Transcribe the lines below verbatim, skipping the images.

-------- GIVEN INFORMATION --------

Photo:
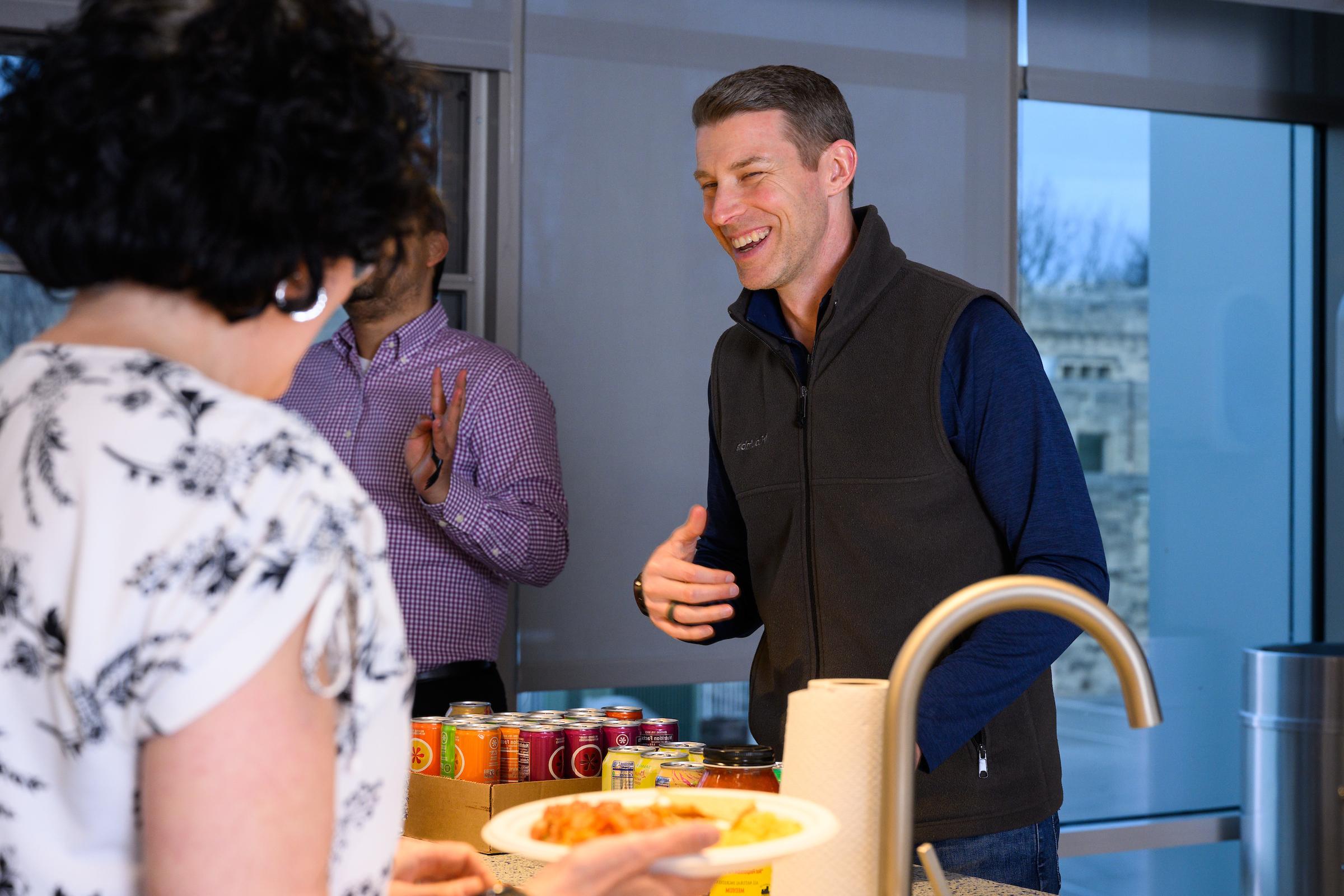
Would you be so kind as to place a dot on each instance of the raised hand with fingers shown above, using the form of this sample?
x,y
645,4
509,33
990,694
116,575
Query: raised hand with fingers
x,y
684,598
433,442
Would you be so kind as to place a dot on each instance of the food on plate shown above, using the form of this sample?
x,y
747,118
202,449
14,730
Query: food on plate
x,y
758,827
740,820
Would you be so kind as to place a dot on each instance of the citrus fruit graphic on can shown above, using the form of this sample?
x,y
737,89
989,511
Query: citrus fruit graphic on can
x,y
425,746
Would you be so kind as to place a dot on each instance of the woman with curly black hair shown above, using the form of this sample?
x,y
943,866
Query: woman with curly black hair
x,y
202,661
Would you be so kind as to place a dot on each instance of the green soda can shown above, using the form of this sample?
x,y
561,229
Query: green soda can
x,y
448,747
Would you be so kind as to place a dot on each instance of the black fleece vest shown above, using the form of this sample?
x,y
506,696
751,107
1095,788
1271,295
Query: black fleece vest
x,y
861,517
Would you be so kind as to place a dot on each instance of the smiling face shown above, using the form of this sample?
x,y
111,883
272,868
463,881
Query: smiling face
x,y
765,206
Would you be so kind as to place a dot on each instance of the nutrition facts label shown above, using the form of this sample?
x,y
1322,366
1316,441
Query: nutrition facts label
x,y
623,774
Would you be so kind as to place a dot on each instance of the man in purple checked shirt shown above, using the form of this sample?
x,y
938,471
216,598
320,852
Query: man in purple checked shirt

--------

**REPLY:**
Photo:
Would you be so kind as to place a dot on each instance of the raised hand with fingers shown above, using the form of this sample?
x,y
645,4
509,33
990,694
116,575
Query: raised hand with fingers
x,y
684,598
433,442
Would you be so kind as to place a dot on each instance of the food on plate shown above, using the form of this sample?
x,y
747,118
202,449
14,730
Query: food on plate
x,y
758,827
740,820
Would you be so kind as to place a dot on each instance of the citrus fruit graphic on can shown above, using the form of this sample?
x,y
737,89
989,511
Query: citrus fruit graphic on can
x,y
425,746
Would you be so kind as to place a dot on each instance of the woman with curly black hair shown above, using the form of this sample?
x,y
943,866
Query: woman with curly black hair
x,y
202,661
Would you be so kind as to place a dot on each instance of the green soda can shown above, using the form of this sample?
x,y
561,229
Query: green soda can
x,y
448,747
Would you be so kind as to place a dot on each instance of the black fleece vest shown above, using the form of this sample?
x,y
506,696
751,107
1095,788
1271,295
Query: black fleece vest
x,y
861,517
Would you be so kind as to place a dot on each instance of the smiling face shown above, using the form of this sample?
x,y
111,883
272,868
463,881
Query: smiling face
x,y
765,206
Would you be so kind as to place a dot on each instance of the nutrition facts label shown above, using the form of this sample?
x,y
1322,366
1316,441
Query: nutrition facts label
x,y
623,774
Would you be so kind as to place a dot on each instance of the man in purple checked shirt shown above, using the form of this sample?
x,y
938,471
216,598
320,852
Query: man in purple checked shirt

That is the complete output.